┏━━

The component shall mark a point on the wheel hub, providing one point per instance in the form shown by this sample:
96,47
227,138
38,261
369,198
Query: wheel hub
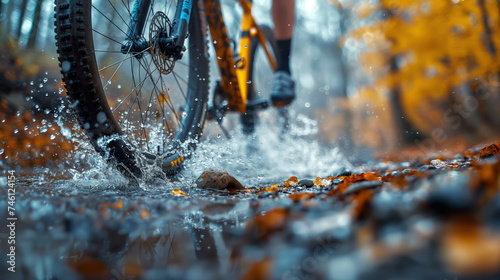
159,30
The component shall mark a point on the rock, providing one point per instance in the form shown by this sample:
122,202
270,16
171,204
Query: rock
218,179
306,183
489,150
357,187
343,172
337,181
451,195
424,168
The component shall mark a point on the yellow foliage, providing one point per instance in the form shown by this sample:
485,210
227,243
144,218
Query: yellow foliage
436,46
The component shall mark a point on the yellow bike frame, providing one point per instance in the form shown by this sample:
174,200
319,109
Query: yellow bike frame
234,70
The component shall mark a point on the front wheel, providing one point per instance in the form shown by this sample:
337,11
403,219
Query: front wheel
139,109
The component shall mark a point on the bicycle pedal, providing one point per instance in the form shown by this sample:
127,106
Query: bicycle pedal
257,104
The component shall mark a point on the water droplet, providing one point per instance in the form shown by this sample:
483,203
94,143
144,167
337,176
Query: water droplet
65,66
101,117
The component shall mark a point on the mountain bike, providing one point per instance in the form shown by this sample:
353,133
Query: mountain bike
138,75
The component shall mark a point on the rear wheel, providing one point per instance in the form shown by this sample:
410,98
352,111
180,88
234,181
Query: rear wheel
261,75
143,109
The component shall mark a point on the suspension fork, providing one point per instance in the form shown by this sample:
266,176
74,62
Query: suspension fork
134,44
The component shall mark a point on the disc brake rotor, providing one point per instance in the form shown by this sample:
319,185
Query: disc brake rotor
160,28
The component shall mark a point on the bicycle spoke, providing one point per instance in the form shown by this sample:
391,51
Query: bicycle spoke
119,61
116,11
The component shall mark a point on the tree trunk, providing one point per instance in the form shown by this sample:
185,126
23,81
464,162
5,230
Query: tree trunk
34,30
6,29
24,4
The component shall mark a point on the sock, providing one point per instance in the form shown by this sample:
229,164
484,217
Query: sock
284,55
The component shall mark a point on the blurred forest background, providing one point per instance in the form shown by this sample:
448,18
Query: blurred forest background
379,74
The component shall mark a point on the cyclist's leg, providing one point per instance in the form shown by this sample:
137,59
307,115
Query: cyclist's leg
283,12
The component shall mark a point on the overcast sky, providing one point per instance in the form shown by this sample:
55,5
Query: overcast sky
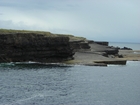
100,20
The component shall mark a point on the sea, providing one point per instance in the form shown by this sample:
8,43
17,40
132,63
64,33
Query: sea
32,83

┗━━
┏━━

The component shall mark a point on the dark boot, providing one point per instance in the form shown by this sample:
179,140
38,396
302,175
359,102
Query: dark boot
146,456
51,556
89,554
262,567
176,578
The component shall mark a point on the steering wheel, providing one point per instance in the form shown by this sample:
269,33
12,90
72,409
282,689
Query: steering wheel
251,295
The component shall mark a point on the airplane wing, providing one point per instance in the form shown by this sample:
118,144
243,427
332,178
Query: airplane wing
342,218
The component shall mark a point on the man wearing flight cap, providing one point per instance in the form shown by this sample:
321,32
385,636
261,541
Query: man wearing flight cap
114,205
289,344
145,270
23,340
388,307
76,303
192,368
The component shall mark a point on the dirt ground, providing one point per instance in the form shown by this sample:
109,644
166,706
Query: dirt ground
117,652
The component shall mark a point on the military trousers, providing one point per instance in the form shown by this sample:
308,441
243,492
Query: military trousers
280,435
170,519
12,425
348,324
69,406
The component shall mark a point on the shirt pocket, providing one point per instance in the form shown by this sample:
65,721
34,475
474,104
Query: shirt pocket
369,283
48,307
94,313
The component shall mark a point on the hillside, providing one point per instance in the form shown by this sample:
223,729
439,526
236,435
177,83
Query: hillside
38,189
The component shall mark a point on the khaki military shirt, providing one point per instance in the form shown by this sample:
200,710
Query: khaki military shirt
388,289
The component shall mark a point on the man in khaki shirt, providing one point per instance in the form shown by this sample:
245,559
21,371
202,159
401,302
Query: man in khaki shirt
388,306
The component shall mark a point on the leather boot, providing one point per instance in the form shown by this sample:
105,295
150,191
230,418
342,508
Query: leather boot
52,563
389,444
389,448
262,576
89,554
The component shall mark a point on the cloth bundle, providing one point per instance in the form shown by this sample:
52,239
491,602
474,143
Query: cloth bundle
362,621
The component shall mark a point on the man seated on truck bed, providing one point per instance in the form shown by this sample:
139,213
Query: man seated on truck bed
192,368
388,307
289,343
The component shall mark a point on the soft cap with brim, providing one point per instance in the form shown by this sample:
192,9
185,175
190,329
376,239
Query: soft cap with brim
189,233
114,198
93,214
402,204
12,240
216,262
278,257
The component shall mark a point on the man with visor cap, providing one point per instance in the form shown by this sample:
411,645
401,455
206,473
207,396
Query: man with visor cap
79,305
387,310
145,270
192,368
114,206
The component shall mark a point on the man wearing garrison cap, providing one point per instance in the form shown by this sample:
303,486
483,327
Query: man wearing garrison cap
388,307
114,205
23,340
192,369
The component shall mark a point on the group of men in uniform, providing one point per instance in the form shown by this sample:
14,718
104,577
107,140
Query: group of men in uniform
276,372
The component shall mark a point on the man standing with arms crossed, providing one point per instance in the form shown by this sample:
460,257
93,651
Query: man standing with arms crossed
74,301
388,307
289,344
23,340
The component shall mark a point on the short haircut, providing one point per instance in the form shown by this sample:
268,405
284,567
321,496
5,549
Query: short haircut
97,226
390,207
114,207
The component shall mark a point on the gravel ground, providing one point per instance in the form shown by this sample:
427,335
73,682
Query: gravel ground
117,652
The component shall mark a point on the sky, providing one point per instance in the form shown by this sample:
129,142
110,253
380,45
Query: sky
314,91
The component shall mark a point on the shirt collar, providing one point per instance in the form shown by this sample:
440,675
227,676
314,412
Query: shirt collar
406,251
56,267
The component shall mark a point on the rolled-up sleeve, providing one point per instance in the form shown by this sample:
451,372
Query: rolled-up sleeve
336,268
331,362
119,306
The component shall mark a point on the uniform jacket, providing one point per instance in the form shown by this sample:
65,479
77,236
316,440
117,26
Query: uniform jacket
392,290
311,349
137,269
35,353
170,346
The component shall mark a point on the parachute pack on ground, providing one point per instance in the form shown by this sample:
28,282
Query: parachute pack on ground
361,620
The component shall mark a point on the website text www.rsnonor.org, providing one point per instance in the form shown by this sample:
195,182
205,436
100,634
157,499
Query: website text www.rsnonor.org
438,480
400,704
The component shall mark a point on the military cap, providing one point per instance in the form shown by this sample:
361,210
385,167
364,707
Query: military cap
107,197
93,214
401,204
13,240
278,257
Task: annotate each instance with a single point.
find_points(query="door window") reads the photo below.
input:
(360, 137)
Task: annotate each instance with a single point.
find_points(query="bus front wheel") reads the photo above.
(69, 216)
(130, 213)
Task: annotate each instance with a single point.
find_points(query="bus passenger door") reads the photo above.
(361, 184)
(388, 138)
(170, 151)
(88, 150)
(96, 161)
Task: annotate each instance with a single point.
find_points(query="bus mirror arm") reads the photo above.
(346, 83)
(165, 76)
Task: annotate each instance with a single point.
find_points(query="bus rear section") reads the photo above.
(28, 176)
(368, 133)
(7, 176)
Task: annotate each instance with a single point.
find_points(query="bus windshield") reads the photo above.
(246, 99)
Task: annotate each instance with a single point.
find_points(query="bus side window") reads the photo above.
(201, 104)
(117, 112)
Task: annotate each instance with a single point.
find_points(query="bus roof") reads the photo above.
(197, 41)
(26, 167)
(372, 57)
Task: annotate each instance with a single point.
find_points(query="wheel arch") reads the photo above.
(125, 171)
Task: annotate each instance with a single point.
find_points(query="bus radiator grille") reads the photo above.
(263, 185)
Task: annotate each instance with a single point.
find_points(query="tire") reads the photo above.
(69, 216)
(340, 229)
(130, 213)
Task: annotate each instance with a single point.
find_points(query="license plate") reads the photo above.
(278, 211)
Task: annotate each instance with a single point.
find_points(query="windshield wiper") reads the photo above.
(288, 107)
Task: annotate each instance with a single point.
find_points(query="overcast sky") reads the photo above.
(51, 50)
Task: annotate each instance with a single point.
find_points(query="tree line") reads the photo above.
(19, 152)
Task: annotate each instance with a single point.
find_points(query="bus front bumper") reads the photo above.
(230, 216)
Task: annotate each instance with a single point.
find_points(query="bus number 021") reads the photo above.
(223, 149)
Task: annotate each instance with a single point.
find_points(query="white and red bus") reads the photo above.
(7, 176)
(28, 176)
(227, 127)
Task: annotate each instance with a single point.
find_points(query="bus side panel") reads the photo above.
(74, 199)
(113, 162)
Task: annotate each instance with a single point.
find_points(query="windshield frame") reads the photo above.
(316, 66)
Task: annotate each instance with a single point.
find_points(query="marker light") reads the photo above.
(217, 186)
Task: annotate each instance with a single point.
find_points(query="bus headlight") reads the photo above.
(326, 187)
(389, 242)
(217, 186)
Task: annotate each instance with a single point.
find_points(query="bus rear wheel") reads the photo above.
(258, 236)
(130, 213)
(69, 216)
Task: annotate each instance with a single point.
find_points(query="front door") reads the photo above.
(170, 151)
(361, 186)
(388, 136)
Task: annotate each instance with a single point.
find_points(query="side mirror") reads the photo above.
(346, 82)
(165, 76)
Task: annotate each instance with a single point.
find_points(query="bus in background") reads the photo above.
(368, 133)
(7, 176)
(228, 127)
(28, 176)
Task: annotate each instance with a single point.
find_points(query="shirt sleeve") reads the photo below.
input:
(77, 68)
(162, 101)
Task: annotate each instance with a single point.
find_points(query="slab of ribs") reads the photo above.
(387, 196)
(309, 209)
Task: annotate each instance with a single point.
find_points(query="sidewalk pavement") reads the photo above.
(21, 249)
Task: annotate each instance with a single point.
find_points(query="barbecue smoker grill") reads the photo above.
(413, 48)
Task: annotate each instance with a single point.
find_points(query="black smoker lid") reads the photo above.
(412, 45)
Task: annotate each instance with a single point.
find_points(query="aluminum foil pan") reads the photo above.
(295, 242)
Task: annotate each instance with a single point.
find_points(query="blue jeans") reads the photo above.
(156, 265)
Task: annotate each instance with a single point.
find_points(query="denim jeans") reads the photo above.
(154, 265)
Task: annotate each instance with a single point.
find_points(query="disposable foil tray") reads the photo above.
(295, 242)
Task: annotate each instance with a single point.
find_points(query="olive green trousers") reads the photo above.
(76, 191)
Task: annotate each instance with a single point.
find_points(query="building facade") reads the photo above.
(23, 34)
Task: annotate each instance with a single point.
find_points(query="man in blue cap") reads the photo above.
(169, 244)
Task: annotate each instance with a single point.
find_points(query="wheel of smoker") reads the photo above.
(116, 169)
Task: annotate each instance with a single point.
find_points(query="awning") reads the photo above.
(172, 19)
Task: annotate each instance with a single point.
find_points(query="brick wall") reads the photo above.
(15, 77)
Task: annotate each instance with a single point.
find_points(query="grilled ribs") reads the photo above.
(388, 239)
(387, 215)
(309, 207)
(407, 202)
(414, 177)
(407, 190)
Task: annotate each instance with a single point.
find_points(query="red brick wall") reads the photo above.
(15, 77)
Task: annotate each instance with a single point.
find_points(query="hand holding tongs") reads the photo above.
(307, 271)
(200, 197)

┗━━
┏━━

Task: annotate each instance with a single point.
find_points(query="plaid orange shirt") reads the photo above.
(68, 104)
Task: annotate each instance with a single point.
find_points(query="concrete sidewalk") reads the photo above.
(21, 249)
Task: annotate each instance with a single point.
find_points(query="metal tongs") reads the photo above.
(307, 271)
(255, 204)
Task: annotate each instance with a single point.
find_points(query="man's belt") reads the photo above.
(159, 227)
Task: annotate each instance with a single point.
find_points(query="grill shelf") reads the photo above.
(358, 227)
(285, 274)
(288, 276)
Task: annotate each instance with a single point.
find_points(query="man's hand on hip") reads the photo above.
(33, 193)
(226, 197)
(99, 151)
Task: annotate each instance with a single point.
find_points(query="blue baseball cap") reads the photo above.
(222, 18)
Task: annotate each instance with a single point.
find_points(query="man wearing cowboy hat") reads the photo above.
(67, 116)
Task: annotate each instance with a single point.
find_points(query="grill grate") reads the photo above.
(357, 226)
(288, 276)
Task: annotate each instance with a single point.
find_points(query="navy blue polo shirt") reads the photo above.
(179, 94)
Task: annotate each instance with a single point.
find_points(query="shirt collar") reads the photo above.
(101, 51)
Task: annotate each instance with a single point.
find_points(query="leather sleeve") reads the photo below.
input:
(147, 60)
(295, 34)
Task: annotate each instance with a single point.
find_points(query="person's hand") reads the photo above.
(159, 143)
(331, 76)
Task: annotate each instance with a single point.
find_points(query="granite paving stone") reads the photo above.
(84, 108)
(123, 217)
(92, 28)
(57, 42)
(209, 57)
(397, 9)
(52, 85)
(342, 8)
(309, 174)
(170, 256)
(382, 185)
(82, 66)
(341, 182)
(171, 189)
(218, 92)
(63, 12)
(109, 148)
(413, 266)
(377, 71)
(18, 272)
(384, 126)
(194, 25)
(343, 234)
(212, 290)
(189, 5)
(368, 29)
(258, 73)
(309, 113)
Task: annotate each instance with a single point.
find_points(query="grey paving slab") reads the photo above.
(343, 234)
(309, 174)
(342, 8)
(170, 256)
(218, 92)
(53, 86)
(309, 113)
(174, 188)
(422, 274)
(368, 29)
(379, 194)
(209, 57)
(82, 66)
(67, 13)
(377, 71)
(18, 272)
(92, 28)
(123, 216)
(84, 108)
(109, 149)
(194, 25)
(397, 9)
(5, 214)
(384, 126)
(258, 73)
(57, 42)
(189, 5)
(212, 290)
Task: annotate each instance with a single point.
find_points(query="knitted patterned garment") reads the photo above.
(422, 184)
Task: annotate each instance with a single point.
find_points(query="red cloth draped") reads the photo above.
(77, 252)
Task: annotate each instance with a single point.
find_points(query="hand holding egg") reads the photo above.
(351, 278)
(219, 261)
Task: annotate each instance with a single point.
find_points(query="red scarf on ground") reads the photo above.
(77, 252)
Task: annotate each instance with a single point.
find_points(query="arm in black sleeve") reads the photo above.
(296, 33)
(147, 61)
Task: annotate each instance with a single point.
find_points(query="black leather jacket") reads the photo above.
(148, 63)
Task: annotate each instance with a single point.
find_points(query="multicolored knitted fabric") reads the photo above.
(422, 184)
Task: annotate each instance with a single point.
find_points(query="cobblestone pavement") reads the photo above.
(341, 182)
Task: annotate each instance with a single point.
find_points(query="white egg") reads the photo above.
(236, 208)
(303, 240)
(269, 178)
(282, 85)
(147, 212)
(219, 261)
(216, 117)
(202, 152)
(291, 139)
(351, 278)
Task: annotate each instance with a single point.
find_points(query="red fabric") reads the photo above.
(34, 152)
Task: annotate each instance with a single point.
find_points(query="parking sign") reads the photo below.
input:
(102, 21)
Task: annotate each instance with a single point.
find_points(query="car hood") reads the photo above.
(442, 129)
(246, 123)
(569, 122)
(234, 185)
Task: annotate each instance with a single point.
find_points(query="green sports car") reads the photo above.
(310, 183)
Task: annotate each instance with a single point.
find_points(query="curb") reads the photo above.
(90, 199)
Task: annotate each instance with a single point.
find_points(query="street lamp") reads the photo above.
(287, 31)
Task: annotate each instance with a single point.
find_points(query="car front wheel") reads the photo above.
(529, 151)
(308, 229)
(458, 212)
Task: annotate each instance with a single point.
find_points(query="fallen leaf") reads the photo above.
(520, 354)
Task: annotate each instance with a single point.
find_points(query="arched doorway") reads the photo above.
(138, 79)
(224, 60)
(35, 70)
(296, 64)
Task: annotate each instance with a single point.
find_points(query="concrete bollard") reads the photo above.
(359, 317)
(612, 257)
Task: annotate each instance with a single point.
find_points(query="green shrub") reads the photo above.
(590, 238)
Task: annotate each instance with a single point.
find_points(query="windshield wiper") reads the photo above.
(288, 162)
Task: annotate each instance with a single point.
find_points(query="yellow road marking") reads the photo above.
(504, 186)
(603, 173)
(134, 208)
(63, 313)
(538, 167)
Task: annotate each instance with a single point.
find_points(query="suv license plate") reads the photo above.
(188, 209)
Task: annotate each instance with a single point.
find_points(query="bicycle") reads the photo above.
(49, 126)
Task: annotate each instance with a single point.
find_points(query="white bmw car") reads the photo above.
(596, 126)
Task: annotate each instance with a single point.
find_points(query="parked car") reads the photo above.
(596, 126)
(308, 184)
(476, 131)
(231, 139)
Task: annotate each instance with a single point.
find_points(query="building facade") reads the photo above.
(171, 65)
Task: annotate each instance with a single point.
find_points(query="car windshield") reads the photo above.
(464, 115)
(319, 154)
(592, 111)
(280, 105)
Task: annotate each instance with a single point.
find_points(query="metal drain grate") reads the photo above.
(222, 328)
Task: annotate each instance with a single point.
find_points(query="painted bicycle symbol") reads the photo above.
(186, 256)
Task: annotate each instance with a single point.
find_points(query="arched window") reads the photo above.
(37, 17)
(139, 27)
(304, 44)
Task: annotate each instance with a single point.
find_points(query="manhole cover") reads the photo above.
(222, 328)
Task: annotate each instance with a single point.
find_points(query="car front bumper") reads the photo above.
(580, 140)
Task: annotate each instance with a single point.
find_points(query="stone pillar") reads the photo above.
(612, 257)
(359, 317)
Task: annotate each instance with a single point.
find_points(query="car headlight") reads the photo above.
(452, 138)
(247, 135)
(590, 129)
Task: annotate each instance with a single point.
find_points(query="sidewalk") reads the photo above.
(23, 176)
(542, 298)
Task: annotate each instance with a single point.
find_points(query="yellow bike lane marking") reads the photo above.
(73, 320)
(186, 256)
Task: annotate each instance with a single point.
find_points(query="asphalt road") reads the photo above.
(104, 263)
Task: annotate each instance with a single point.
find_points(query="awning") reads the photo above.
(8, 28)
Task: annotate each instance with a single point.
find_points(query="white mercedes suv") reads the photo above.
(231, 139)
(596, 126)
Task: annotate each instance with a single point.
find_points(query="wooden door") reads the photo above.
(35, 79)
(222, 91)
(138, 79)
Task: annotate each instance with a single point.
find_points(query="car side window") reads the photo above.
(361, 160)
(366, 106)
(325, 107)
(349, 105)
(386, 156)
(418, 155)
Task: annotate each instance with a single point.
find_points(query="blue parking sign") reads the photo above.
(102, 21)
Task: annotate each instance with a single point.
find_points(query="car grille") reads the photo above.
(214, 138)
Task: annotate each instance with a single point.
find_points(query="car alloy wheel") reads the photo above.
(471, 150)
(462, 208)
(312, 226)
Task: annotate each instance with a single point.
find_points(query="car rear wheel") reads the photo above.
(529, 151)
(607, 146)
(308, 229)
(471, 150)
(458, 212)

┗━━

▶ **To do**: Nothing but a number should be given: the count of lines in the material where the string "below" occurs.

▶ **Output for this exercise**: 4